** start of DATA EXCERPTS **

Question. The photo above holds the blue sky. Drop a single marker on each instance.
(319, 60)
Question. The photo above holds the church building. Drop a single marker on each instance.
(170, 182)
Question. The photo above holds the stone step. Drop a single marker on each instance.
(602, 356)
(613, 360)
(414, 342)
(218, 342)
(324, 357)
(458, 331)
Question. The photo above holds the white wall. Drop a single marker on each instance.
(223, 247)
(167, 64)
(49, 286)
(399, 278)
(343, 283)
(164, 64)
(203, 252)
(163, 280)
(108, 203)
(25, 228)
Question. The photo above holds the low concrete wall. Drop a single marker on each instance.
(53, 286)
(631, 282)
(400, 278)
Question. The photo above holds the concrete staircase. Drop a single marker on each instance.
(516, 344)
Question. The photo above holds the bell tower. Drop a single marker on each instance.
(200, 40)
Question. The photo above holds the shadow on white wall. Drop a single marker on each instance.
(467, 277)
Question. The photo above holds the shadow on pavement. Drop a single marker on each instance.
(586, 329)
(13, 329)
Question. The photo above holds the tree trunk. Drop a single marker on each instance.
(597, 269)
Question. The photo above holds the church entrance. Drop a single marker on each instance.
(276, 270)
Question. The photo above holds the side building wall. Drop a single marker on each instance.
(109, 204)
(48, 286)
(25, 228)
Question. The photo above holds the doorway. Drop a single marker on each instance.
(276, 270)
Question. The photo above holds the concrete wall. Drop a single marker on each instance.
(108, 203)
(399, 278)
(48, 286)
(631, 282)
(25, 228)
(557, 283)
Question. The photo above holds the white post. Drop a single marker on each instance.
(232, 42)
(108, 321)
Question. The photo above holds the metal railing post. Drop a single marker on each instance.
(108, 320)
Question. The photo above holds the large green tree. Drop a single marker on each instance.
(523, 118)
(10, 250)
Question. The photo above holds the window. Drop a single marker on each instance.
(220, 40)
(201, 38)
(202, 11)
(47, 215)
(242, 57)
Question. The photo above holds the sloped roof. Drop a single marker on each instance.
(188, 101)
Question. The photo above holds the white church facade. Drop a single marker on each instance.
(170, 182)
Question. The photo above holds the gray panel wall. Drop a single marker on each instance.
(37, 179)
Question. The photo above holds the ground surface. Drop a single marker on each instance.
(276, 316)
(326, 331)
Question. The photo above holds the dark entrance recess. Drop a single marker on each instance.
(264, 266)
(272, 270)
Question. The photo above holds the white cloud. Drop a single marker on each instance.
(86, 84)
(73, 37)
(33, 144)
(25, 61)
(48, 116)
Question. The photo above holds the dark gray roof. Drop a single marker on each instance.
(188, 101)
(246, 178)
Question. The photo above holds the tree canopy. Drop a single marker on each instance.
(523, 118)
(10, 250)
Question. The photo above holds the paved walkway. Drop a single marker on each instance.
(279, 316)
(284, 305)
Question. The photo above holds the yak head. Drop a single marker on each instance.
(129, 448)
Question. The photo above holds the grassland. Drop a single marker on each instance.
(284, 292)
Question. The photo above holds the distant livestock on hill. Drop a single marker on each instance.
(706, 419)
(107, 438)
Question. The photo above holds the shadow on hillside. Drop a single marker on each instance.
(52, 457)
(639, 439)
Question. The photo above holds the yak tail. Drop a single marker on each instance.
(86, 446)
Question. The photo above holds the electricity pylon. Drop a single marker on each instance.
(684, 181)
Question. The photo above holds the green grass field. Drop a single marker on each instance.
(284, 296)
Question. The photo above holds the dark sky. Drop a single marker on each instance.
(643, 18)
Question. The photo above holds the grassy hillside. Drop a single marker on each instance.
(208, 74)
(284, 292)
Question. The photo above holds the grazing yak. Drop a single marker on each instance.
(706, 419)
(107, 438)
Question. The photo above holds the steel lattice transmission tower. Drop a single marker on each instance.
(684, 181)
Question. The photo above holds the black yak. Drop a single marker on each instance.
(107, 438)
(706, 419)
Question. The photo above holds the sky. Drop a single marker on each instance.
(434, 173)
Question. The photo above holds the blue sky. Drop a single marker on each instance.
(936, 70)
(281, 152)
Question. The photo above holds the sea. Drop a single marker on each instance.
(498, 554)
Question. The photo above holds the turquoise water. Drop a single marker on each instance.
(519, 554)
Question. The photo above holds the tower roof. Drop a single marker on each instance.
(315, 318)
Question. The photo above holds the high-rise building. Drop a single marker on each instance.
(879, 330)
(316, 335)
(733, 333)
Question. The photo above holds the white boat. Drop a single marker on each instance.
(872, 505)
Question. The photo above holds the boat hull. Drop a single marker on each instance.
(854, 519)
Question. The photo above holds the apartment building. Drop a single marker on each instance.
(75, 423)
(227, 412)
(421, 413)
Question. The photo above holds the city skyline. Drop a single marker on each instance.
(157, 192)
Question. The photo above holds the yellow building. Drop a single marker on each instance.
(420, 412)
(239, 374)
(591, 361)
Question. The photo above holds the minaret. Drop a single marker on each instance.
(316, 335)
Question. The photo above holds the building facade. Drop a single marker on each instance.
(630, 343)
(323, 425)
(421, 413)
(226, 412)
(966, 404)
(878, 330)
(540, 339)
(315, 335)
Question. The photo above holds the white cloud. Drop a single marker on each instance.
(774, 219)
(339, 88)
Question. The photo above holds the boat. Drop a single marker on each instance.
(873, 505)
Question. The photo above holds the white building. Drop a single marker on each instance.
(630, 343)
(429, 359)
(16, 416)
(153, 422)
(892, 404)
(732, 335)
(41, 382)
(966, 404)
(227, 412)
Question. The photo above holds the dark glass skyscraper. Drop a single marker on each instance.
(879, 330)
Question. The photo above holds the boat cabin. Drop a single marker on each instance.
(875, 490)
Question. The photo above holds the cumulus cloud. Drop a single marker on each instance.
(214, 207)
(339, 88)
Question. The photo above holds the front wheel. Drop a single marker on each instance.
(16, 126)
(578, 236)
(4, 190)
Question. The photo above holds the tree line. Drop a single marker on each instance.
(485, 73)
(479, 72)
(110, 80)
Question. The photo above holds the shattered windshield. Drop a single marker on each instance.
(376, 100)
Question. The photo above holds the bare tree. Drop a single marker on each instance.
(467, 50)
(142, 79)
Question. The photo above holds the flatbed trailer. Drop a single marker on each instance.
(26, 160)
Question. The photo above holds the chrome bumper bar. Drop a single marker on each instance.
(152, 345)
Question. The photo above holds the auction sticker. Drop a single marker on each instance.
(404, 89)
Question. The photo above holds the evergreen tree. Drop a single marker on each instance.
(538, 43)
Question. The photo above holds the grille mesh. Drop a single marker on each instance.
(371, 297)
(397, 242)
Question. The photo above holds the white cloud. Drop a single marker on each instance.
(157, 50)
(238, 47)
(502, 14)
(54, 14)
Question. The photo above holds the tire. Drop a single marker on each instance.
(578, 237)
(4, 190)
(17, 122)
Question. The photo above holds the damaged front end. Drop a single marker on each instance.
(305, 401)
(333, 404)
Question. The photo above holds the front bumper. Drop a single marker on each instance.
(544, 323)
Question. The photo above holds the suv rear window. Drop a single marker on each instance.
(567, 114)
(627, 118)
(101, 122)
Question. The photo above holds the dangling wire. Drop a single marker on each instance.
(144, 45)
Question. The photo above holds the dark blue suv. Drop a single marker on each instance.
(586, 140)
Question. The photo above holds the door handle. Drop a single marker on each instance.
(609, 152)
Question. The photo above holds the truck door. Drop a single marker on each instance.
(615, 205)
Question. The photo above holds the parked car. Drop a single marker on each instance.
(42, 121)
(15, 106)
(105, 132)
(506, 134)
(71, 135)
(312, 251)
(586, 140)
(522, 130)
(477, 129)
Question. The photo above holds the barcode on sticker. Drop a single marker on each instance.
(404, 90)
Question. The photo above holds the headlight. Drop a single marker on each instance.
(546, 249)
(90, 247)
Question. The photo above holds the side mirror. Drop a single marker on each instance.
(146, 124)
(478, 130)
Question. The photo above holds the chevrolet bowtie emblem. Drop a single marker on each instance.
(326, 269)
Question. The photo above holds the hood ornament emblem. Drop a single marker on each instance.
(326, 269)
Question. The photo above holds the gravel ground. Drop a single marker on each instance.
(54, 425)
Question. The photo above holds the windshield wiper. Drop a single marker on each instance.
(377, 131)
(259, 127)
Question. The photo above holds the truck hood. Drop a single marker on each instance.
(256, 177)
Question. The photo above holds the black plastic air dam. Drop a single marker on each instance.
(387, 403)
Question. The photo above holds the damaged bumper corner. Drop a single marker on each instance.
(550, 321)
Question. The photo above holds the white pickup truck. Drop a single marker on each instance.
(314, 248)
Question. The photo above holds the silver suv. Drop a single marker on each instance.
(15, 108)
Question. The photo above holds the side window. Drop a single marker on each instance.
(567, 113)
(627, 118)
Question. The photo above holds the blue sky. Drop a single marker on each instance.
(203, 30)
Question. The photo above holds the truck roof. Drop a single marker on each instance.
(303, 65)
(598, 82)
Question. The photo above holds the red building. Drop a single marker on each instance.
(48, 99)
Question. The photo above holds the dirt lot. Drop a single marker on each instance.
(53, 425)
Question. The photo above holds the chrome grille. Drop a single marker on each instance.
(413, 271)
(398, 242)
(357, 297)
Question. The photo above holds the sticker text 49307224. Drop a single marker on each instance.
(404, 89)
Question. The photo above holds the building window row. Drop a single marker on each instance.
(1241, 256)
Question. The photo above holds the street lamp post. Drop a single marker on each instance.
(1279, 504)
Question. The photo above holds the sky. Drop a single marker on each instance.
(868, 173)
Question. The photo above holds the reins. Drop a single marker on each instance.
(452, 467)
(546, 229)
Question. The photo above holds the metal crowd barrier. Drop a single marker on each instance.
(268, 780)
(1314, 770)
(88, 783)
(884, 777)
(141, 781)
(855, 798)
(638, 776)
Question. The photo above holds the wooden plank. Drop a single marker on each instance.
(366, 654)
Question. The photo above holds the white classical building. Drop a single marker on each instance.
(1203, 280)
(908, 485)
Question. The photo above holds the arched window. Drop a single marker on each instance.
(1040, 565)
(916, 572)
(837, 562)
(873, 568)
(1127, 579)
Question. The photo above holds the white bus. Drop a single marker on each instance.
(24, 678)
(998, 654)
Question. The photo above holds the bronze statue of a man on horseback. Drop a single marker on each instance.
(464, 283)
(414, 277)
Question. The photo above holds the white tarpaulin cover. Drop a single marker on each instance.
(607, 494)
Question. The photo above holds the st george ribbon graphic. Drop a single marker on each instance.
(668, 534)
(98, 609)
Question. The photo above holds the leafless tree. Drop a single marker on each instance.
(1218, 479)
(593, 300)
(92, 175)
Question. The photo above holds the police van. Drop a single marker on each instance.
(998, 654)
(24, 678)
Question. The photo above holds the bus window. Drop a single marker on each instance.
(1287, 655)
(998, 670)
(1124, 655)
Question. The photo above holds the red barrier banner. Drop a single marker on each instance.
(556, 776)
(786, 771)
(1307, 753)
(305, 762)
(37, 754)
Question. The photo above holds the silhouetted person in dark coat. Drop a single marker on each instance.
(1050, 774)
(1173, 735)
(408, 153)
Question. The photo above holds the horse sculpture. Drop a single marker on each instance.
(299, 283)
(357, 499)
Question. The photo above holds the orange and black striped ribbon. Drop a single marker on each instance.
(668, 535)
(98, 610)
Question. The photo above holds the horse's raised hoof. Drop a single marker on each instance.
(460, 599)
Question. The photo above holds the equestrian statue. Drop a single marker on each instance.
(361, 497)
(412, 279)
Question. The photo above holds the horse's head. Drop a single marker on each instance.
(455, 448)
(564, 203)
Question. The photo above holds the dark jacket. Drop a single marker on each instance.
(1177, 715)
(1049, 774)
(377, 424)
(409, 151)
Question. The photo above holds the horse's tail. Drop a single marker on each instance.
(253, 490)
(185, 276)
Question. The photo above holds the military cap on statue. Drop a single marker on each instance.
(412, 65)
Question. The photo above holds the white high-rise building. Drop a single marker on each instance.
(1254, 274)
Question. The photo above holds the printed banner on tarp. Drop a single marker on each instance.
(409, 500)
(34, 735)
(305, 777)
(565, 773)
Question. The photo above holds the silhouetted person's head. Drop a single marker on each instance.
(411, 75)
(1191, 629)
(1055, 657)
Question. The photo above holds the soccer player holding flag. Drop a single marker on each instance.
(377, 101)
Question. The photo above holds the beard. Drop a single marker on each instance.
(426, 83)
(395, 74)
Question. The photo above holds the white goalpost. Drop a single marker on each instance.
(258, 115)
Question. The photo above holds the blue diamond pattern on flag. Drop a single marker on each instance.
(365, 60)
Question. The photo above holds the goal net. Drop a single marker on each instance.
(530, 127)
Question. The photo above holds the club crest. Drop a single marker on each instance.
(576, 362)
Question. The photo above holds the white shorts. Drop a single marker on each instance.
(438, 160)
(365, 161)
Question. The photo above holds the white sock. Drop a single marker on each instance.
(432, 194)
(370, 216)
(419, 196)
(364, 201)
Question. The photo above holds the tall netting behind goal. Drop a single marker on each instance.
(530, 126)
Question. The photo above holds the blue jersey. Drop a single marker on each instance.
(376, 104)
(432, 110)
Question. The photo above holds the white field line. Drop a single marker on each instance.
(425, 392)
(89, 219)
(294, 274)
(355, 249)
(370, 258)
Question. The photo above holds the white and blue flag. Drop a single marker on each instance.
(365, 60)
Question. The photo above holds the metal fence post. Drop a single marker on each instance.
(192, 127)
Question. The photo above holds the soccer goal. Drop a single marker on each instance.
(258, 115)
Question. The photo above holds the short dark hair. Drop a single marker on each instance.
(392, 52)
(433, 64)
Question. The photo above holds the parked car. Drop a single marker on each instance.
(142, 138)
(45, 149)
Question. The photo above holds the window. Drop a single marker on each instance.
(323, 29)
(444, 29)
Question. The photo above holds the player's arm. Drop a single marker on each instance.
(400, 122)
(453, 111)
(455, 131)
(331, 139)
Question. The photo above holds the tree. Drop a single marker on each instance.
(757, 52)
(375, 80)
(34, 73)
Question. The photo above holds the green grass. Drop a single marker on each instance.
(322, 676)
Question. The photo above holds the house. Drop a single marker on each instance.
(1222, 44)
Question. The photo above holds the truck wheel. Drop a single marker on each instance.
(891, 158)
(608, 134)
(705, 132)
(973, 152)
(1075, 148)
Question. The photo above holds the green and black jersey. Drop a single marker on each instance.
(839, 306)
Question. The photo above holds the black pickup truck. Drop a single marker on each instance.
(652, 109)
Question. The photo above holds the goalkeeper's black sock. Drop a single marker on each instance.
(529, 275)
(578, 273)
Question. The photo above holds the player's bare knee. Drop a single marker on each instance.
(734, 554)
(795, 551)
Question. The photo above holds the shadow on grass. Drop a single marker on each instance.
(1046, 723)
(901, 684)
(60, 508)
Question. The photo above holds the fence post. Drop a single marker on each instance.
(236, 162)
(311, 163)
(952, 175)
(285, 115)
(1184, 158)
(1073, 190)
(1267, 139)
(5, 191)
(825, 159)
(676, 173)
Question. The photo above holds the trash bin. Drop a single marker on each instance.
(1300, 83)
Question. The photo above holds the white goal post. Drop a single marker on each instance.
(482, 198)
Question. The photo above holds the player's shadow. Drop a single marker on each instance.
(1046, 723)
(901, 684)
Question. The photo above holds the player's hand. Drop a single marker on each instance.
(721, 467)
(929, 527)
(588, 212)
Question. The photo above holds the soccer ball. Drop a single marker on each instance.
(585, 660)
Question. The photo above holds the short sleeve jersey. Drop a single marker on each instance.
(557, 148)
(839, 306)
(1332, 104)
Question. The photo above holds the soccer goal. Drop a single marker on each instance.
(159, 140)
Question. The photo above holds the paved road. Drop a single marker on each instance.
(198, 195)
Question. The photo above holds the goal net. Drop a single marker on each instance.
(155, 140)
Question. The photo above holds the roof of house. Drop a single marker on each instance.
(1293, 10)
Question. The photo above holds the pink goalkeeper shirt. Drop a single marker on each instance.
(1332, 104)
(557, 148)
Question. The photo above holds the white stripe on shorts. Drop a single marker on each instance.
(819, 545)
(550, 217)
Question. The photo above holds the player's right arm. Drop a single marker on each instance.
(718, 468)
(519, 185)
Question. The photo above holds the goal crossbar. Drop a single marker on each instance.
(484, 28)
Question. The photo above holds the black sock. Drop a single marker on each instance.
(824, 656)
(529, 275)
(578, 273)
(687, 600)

** end of DATA EXCERPTS **

-- WORK REQUIRED --
Convert everything from the line with "Question. The photo above holds the white stripe" through the end of the entries into a Markdown table. Use a Row column for the row number and a Line column for the line itself, and leave out any blank lines.

-- RESULT --
| Row | Line |
|---|---|
| 1 | Question. The photo above holds the white stripe on shorts. Drop a single marker on each instance. |
| 2 | (819, 545) |
| 3 | (550, 217) |
| 4 | Question. The photo above holds the player's right arm. Drop a single marker on each instance. |
| 5 | (718, 468) |
| 6 | (519, 185) |
| 7 | Question. The photo above holds the goal crossbar. Drop a single marker on each instance. |
| 8 | (484, 28) |
| 9 | Question. The photo above holds the black sock. Drop a single marker on each instance. |
| 10 | (824, 656) |
| 11 | (529, 275) |
| 12 | (578, 273) |
| 13 | (687, 600) |